-- Start Provided data --

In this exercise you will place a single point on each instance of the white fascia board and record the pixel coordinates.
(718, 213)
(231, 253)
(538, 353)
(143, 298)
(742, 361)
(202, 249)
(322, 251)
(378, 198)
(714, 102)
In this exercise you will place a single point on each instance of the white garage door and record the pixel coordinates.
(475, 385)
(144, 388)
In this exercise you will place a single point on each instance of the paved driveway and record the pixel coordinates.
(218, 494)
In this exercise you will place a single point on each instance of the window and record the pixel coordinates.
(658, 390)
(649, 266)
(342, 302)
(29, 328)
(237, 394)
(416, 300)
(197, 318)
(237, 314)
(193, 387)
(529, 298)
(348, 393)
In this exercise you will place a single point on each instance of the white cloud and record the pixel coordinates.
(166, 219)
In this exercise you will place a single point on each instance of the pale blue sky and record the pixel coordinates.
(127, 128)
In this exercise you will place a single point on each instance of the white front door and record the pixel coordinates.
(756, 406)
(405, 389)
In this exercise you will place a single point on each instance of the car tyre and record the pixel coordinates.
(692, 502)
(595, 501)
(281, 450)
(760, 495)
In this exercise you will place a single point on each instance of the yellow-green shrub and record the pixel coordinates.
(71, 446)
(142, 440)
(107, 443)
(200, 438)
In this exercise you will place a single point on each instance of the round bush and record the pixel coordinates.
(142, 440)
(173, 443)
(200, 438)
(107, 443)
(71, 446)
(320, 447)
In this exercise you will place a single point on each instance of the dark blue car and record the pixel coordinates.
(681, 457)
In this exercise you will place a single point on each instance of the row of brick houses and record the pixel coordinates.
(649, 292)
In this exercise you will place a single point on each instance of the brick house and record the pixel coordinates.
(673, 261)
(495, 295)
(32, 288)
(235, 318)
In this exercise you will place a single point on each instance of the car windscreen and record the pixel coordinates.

-- End Provided data --

**Written exercise**
Present every line of the material above as a Markdown table with the columns No. and Line, leaving out any blank lines.

**Final result**
| No. | Line |
|---|---|
| 1 | In this exercise you will place a single point on each instance of the white fascia board and record the pixel coordinates. |
| 2 | (718, 213) |
| 3 | (231, 253) |
| 4 | (538, 353) |
| 5 | (143, 298) |
| 6 | (742, 361) |
| 7 | (202, 249) |
| 8 | (322, 251) |
| 9 | (378, 198) |
| 10 | (714, 102) |
| 11 | In this exercise you will place a single point on each instance of the white garage door and record the pixel coordinates. |
| 12 | (475, 385) |
| 13 | (144, 388) |
| 14 | In this exercise you will place a single point on each instance of the paved driveway and record the pixel coordinates. |
| 15 | (218, 494) |
| 16 | In this exercise you will place a single point on each instance of the window and record the pixel coordinates. |
| 17 | (658, 390) |
| 18 | (649, 266) |
| 19 | (342, 302) |
| 20 | (29, 328) |
| 21 | (237, 394) |
| 22 | (416, 300) |
| 23 | (197, 318) |
| 24 | (237, 314) |
| 25 | (193, 387) |
| 26 | (529, 298) |
| 27 | (348, 393) |
| 28 | In this exercise you will place a single point on each instance of the white cloud and record the pixel coordinates. |
| 29 | (166, 219) |
| 30 | In this exercise you will place a single point on each instance of the pale blue sky and record the pixel coordinates. |
| 31 | (127, 128) |
| 32 | In this exercise you will place a single point on each instance of the white front door and record the pixel coordinates. |
| 33 | (756, 406) |
| 34 | (405, 389) |
| 35 | In this exercise you will place a single point on each instance of the car tyre and record the pixel coordinates. |
| 36 | (692, 502) |
| 37 | (595, 501) |
| 38 | (281, 450) |
| 39 | (760, 495) |
| 40 | In this exercise you will place a single point on each instance of the yellow-green shrub and record the pixel coordinates. |
| 41 | (71, 446) |
| 42 | (142, 440) |
| 43 | (107, 443) |
| 44 | (200, 438) |
| 45 | In this exercise you will place a single point on each instance of the round bush and record the pixel coordinates. |
| 46 | (142, 440) |
| 47 | (173, 443) |
| 48 | (200, 438) |
| 49 | (107, 443) |
| 50 | (71, 446) |
| 51 | (320, 447) |
| 52 | In this exercise you will place a single point on each instance of the dark blue car and record the pixel coordinates. |
| 53 | (681, 457) |
| 54 | In this exercise you will place a single point on each instance of the row of brick houses and record the pixel coordinates. |
| 55 | (649, 292) |
| 56 | In this exercise you will place a single point on each instance of the brick house and record the pixel coordinates. |
| 57 | (673, 261) |
| 58 | (495, 295) |
| 59 | (32, 288) |
| 60 | (235, 318) |
| 61 | In this exercise you will place a single point on each instance of the car windscreen and record the pixel coordinates. |